Change "single dot" to "single point" everywhere it occurs in the records below and reproduce them with nothing else altered. Leave the pictures out of your answer.

Location identification entries
=======
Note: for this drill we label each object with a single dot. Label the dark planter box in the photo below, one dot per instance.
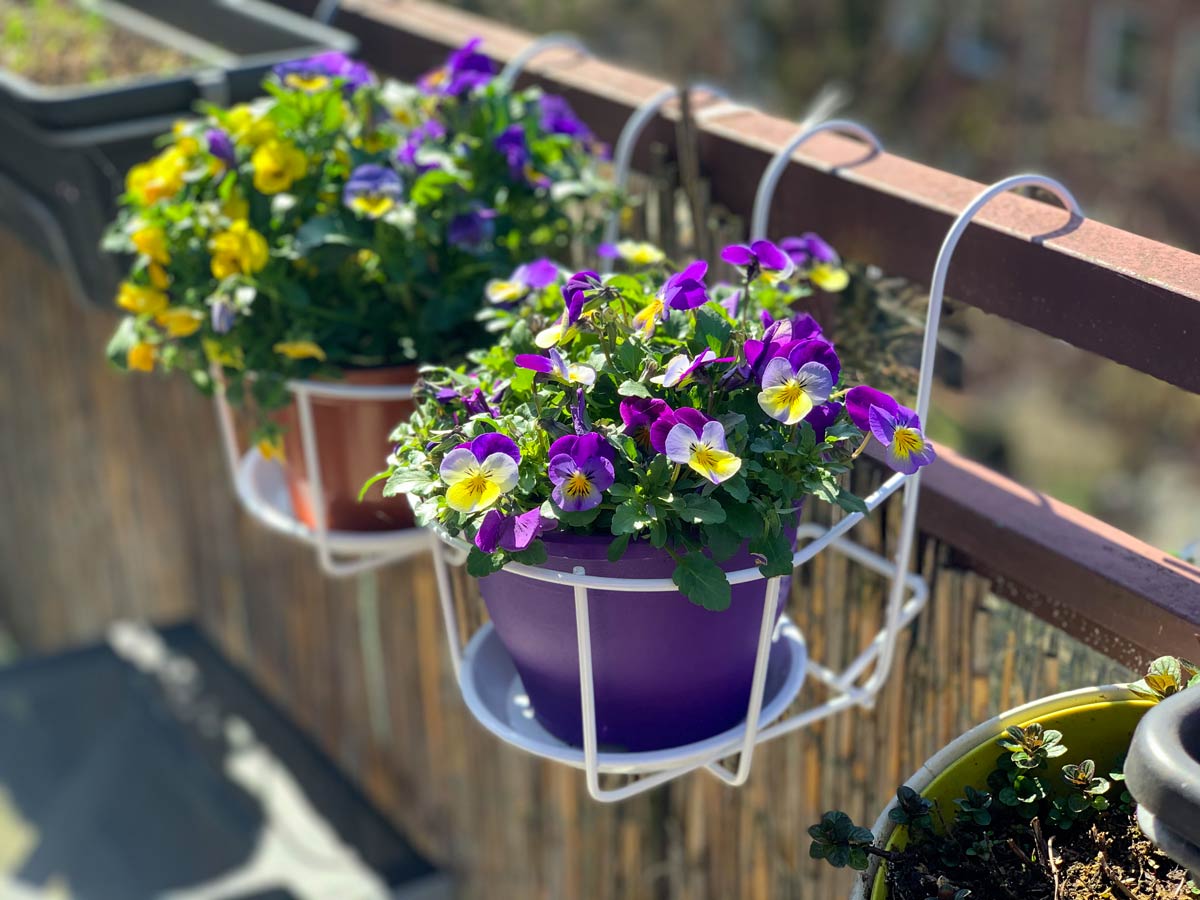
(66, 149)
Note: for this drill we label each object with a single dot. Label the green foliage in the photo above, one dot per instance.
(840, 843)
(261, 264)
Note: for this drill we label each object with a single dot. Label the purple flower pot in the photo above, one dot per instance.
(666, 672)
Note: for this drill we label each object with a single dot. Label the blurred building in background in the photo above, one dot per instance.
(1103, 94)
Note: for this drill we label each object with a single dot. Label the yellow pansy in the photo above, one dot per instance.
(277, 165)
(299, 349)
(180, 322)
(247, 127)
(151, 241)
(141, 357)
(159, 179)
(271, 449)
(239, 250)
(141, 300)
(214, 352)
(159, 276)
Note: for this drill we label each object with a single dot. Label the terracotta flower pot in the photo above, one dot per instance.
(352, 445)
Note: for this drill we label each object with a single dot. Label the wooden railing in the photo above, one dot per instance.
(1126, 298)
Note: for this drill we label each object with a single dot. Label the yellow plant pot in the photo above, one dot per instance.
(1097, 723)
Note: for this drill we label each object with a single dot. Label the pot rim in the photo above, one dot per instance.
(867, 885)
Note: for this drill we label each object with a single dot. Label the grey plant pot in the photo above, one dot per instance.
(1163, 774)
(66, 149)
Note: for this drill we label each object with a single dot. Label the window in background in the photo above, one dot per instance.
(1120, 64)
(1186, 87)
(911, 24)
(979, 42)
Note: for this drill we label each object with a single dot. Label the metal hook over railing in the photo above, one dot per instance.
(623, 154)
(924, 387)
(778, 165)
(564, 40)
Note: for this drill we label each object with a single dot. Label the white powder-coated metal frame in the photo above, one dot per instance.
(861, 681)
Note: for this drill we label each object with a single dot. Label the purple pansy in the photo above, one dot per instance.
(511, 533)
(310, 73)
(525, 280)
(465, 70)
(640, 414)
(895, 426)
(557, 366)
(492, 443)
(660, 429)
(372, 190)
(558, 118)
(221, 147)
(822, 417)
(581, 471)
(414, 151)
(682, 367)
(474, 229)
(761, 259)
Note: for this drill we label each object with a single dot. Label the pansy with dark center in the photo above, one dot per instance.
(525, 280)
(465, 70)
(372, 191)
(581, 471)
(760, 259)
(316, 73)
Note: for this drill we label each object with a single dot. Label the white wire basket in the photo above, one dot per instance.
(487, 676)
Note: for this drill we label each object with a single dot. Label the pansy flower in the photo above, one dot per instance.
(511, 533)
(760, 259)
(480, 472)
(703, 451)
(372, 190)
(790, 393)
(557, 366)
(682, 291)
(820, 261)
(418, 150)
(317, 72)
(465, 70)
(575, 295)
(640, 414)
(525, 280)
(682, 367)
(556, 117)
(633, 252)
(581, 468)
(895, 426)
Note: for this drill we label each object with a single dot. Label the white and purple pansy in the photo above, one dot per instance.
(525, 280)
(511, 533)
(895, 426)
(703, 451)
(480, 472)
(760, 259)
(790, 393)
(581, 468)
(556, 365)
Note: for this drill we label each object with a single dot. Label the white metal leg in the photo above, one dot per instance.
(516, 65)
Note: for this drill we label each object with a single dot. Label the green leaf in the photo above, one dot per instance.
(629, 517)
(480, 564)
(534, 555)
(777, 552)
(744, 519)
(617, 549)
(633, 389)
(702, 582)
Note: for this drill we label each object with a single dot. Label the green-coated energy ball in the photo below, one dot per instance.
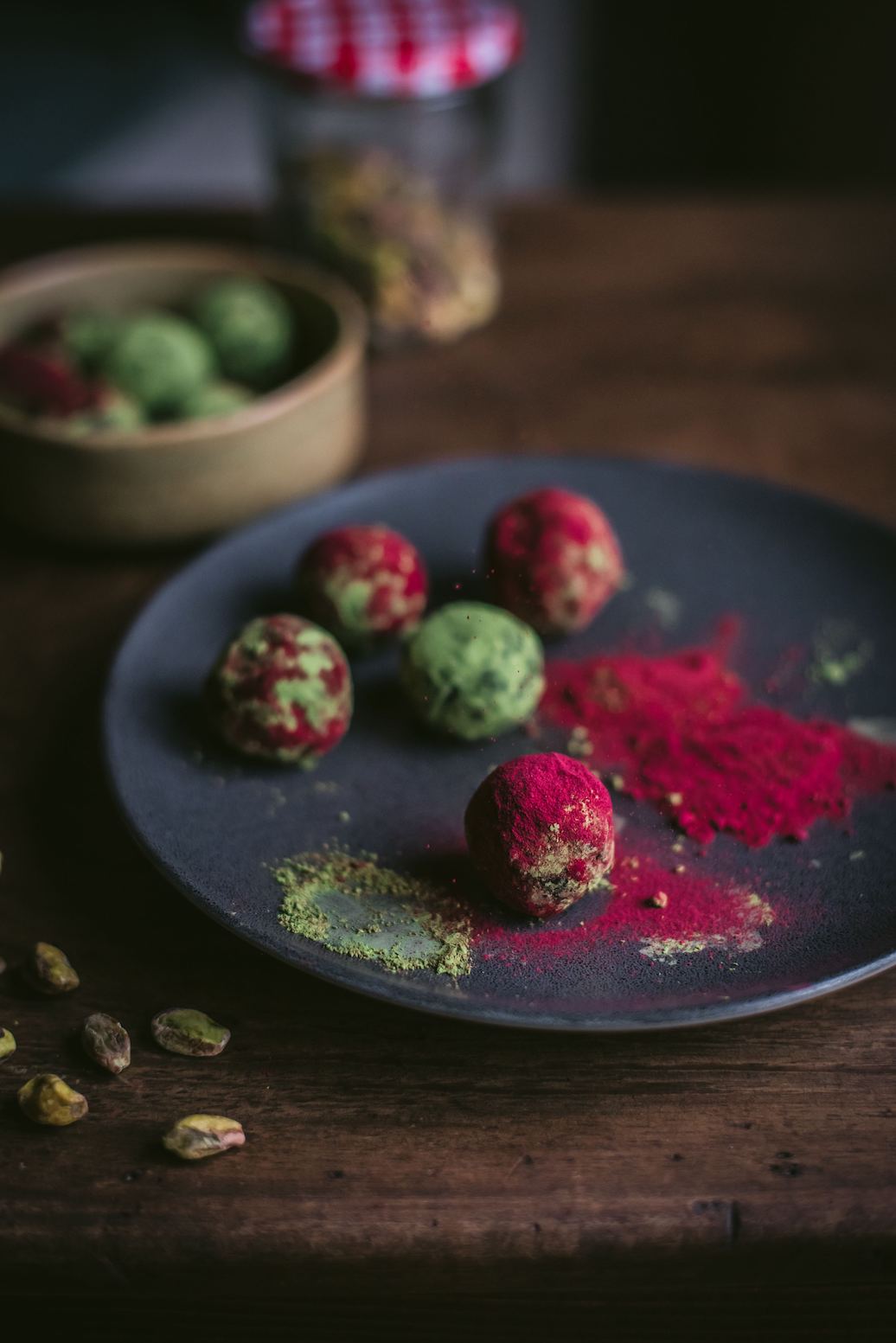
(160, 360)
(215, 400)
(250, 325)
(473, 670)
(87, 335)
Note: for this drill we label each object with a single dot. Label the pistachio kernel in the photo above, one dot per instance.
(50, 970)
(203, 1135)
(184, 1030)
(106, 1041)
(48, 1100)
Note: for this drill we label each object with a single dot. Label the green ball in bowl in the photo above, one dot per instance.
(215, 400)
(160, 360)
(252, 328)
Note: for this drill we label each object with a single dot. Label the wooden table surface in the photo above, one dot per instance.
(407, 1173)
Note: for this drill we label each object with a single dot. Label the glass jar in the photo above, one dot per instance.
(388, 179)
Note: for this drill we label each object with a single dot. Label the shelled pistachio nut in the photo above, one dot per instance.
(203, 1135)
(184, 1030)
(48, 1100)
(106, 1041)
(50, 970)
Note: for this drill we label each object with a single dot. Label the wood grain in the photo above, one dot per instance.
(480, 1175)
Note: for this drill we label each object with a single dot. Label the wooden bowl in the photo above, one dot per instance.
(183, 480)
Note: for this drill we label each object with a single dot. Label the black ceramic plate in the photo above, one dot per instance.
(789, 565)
=======
WRITTEN ANSWER ->
Note: for this drill we label each object with a single point. Label the dark planter box in the photo below, one dot per instance.
(66, 149)
Note: for this drill we label each object with a single point. Label the green foliage in the photo above, one dot per instance.
(840, 843)
(261, 264)
Note: for this drill we label each object with a single point. Label the purple flower pot in the photo above, one dot per instance.
(666, 672)
Note: for this drill we label each object with a single point. Label the blurred building in background in the photo above, one dot per instance.
(1103, 94)
Note: for this drill we label each object with a single point. Label the yellow pansy in the photo above, one dot per instance.
(277, 165)
(299, 349)
(180, 322)
(247, 127)
(151, 241)
(141, 357)
(159, 179)
(271, 449)
(239, 250)
(141, 300)
(214, 352)
(159, 276)
Note: for this drill we label each object with a single point. Label the terracotta flower pot in the photo above, one dot per instance.
(352, 445)
Note: for this drill we label each object with a single point. Label the wooden railing in the photo above, one dot per instance.
(1126, 298)
Note: for this drill we label each object with a single point. Label the yellow plant pot in the photo above, one dot per instance.
(1097, 723)
Note: for this drill we label each object with a single point. Label the pot rim in the photo above, one dot per instance.
(867, 885)
Note: for this drill we label each object with a single point. Label the grey plant pot in the photo above, one dot per instance.
(1163, 774)
(66, 149)
Note: for this drill we label each object with a single point. Label the window in background in the photo above, one dot per instance.
(1120, 64)
(1186, 87)
(911, 24)
(979, 42)
Note: for this drill we label each object with a single point. Label the metal hook over railing in the photo above, one dot per instance.
(623, 154)
(924, 387)
(778, 165)
(564, 40)
Note: for this drill we label each object with a single point. Label the white powder-coated metal frame in the photo above, one dot per instance.
(861, 681)
Note: for this drill we label each object with a single point. Label the purple pansy in the photo above, one dot per instance.
(511, 533)
(310, 73)
(525, 280)
(465, 70)
(640, 414)
(895, 426)
(557, 366)
(492, 443)
(660, 429)
(372, 190)
(558, 118)
(221, 147)
(822, 417)
(581, 471)
(414, 151)
(682, 367)
(474, 229)
(761, 259)
Note: for this drill we label each object with a single point. Label the pansy with dark center in the photo above, one dot per instance.
(525, 280)
(465, 70)
(372, 191)
(581, 471)
(760, 259)
(316, 73)
Note: for this drill we label each object with a single point. Label the white wire basket in the photo above, one dot per instance.
(487, 676)
Note: for this drill we label each object with a single point. Label the pansy flower in the photo above, one dot per instance.
(511, 533)
(760, 259)
(480, 472)
(703, 451)
(372, 190)
(790, 393)
(557, 366)
(682, 291)
(820, 261)
(418, 150)
(317, 72)
(465, 70)
(575, 295)
(640, 414)
(525, 280)
(682, 367)
(556, 117)
(633, 252)
(581, 468)
(895, 426)
Note: for this drill we label each object with a single point. Label the white and purple pansy in the photo above, one dot per instance.
(525, 280)
(511, 533)
(895, 426)
(703, 451)
(480, 472)
(760, 259)
(790, 393)
(581, 468)
(556, 365)
Note: for this drill we label each object with a single point. Label the white metal leg in the photo above, one dot per instance.
(516, 65)
Note: for this drill we label each object with a single point. Label the green leaf in the photo above, one dot per instance.
(629, 517)
(480, 564)
(534, 555)
(777, 552)
(744, 519)
(617, 549)
(633, 389)
(702, 582)
Note: for this drill we label each object with a single point. Label the green-coated energy ball in the photo below, one dot per instance.
(160, 360)
(215, 400)
(250, 325)
(473, 670)
(87, 335)
Note: for this drill we label each object with a single point. Label the pistachio kernel in the photo above, one dot per instance.
(50, 970)
(203, 1135)
(184, 1030)
(106, 1041)
(48, 1100)
Note: for this drill we label each object with a single point. Label the green ball in bowl in the photo above, one dot per instance.
(215, 400)
(160, 360)
(252, 328)
Note: for this drill we label each object with a single point. Label the wooden table surface in the photo above, one dot per instance.
(407, 1173)
Note: for this drill we label each object with a single point. Label the glass jar in the photo above, one dot per instance.
(388, 179)
Note: for this drill we label each object with a single point. Label the shelled pistachio nut in the photo above, one dot per instance.
(203, 1135)
(184, 1030)
(48, 1100)
(106, 1041)
(50, 970)
Note: for this drill we label each object with a single point. Label the wood grain in the photo above, one dot per instance.
(480, 1175)
Note: for this drill we label each object with a single point. Label the wooden bowl in the photo above, one dot per instance.
(183, 480)
Note: for this drill we label each object with a single point. Label the black ceramic plate in the photo above, one dot per instance.
(789, 565)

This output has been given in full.